[Raw records]
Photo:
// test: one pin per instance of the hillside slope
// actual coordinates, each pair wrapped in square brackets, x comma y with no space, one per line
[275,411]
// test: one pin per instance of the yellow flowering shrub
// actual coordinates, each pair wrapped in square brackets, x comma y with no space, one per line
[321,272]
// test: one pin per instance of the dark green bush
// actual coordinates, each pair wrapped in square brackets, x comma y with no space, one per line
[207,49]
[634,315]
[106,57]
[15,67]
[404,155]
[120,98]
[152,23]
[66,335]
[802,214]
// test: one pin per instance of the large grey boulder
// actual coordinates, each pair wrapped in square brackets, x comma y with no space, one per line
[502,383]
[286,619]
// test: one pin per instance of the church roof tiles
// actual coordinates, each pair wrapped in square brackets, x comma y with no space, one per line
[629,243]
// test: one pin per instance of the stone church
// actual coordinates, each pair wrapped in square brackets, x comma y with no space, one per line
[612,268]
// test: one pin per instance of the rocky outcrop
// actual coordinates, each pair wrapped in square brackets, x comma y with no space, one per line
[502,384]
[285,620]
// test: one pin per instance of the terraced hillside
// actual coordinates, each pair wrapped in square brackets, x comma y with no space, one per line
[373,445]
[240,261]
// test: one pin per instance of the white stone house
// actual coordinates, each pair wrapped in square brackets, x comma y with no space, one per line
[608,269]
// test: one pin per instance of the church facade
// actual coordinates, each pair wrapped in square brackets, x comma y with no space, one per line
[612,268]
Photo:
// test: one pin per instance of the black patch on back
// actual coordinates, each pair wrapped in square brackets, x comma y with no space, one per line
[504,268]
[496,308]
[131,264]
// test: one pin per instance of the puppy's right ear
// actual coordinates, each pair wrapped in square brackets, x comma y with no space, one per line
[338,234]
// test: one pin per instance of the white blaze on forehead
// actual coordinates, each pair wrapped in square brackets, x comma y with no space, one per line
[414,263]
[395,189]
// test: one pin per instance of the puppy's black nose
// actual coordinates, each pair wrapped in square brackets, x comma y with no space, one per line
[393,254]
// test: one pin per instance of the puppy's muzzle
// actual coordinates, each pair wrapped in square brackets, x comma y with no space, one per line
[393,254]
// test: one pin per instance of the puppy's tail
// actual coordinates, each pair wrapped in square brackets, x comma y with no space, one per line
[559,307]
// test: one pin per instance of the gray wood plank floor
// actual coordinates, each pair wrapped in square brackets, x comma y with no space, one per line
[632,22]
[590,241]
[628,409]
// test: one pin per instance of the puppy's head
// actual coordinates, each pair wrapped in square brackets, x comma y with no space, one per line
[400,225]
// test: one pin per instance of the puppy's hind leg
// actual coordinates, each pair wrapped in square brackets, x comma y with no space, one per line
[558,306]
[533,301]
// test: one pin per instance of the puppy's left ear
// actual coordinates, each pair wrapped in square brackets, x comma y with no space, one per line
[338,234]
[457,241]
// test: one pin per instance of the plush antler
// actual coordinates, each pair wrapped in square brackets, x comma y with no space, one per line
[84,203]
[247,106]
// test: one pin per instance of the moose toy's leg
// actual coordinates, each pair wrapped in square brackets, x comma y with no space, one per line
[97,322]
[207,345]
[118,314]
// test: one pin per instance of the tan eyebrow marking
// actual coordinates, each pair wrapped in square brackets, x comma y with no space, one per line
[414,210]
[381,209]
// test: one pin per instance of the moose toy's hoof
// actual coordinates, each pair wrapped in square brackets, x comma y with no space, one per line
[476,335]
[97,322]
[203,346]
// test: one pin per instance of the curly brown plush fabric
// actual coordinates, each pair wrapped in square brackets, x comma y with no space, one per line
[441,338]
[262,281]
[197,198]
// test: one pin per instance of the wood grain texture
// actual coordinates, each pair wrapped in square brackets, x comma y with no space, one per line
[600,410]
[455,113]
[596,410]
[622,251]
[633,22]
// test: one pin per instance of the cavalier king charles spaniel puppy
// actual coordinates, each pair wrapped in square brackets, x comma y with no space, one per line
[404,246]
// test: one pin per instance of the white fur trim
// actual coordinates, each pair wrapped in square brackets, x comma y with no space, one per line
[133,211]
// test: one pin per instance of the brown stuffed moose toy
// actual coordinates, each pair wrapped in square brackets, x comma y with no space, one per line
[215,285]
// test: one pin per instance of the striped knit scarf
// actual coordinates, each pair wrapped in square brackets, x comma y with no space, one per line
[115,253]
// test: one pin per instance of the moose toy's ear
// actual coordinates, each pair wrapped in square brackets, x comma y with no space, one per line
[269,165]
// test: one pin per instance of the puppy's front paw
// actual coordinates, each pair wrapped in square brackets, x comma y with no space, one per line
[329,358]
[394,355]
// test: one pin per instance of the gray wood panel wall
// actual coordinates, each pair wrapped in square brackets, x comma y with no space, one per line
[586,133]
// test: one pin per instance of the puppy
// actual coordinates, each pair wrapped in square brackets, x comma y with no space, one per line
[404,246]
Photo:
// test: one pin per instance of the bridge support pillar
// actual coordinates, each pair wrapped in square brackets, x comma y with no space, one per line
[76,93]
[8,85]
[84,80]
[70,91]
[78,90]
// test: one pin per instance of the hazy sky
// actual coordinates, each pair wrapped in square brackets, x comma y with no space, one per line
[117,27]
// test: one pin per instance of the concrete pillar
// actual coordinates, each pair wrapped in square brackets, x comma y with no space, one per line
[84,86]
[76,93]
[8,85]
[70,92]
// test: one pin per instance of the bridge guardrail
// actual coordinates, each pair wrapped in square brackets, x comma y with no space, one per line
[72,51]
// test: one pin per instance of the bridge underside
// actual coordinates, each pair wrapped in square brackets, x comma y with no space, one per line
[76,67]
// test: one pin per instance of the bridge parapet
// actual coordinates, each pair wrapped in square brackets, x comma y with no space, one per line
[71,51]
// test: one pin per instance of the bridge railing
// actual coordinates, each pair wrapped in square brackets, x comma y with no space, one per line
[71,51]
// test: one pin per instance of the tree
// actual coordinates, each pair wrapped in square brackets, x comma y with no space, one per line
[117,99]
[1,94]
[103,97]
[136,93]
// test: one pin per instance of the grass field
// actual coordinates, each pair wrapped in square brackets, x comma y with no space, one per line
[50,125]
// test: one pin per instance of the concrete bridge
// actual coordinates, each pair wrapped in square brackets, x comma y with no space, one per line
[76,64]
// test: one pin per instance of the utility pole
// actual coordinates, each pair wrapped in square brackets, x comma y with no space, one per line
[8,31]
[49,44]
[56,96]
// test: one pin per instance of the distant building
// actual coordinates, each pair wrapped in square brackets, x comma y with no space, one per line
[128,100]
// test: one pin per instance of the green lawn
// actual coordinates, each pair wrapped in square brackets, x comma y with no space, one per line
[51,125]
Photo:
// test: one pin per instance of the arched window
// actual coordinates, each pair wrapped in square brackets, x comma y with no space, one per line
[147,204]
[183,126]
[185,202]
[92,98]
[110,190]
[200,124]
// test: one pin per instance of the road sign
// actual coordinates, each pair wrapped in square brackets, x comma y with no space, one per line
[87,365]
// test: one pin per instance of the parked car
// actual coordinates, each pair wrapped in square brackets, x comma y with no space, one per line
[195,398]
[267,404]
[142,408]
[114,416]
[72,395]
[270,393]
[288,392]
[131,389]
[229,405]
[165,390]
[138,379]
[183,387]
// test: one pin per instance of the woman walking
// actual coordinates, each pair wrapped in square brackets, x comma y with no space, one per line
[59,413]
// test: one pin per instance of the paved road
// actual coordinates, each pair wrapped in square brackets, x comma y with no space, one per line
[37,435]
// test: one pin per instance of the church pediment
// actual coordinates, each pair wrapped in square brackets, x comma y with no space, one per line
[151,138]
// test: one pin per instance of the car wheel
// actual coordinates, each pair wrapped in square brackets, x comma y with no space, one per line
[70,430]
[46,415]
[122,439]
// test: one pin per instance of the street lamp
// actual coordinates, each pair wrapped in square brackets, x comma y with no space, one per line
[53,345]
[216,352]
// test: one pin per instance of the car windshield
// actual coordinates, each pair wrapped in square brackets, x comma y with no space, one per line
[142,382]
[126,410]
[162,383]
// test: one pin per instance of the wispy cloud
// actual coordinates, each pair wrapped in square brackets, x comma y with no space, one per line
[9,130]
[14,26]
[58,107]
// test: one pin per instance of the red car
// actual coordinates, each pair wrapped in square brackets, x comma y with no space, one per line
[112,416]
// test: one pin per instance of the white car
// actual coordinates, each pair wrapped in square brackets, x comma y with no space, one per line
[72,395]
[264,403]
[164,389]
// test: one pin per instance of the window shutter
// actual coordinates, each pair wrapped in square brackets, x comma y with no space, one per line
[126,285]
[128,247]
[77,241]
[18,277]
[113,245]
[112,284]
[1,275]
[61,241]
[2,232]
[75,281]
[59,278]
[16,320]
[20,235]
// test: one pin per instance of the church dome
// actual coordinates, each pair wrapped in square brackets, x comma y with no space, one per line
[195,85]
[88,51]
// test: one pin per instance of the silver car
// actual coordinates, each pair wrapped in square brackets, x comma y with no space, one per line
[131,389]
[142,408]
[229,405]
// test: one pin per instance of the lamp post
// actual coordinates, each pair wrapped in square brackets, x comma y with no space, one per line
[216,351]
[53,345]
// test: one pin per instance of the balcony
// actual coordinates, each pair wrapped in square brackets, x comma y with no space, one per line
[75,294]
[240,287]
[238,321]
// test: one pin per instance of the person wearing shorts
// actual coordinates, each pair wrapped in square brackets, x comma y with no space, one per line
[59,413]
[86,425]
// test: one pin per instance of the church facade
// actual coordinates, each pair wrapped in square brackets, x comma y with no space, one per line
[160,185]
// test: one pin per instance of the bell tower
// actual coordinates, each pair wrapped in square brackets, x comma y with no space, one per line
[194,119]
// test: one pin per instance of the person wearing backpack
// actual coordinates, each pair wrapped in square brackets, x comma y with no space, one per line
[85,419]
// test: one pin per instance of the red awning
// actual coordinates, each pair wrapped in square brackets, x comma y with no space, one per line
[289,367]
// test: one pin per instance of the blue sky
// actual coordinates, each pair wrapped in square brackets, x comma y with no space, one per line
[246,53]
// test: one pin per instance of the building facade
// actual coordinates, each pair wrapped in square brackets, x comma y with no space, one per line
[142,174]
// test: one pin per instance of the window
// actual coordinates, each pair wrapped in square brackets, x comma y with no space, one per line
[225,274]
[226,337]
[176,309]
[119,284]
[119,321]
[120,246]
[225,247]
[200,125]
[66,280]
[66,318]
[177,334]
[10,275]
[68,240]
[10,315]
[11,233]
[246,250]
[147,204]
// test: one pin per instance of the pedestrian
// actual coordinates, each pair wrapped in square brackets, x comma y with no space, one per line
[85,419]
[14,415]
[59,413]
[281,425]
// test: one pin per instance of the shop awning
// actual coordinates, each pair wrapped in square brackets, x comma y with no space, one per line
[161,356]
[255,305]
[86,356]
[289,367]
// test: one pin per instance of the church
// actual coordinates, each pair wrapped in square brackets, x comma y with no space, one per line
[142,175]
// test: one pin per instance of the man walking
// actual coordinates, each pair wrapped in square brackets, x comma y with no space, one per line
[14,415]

Aim: With the line containing "the bell tower" as the first and the last line of the records as the final one, print exactly the lines in that span.

In response:
// test: one pin per instance of the bell tower
// actual coordinates, each pair wrapped in square brackets, x comma y with no space, one per line
[194,119]
// test: one pin per instance of the person wearing backpack
// actual coordinates, each pair wrapped in square brackets, x comma y with no space, one per line
[85,419]
// test: one pin per instance of the red awning
// actual coordinates, each pair wrapped in square brackets, x comma y with no space, one per line
[289,367]
// test: one pin per instance of the blue sky
// actual coordinates, each pair wrapped in square brackets, x comma y with no space, one per line
[246,53]
// test: one pin per instance of the building facade
// actual coordinates, each pair wrapped in square brackets, x comma y with no space, one per line
[142,174]
// test: one pin per instance of the window
// actual coordinates, each pair wrapped in square brackets, x comma y with no space, one per line
[225,274]
[226,337]
[176,309]
[119,284]
[119,321]
[120,246]
[225,247]
[200,125]
[66,280]
[66,318]
[177,334]
[10,275]
[68,240]
[10,315]
[11,233]
[246,250]
[147,204]
// test: one pin per instance of the pedestrian
// actual coordinates, each pair wrapped in square brackets, x comma y with no space, one per line
[85,419]
[14,415]
[59,413]
[281,425]
// test: one pin per instance of the shop awning
// actual coordinates, each pair wrapped in square brackets, x comma y with no space, one per line
[161,356]
[255,305]
[86,356]
[289,367]
// test: one pin per instance of the church
// actual coordinates, each pair wrapped in square brackets, x comma y with no space, one per line
[142,175]
// test: one pin per instance of the man walking
// actual coordinates, each pair wrapped in square brackets, x comma y with no space, one per line
[14,415]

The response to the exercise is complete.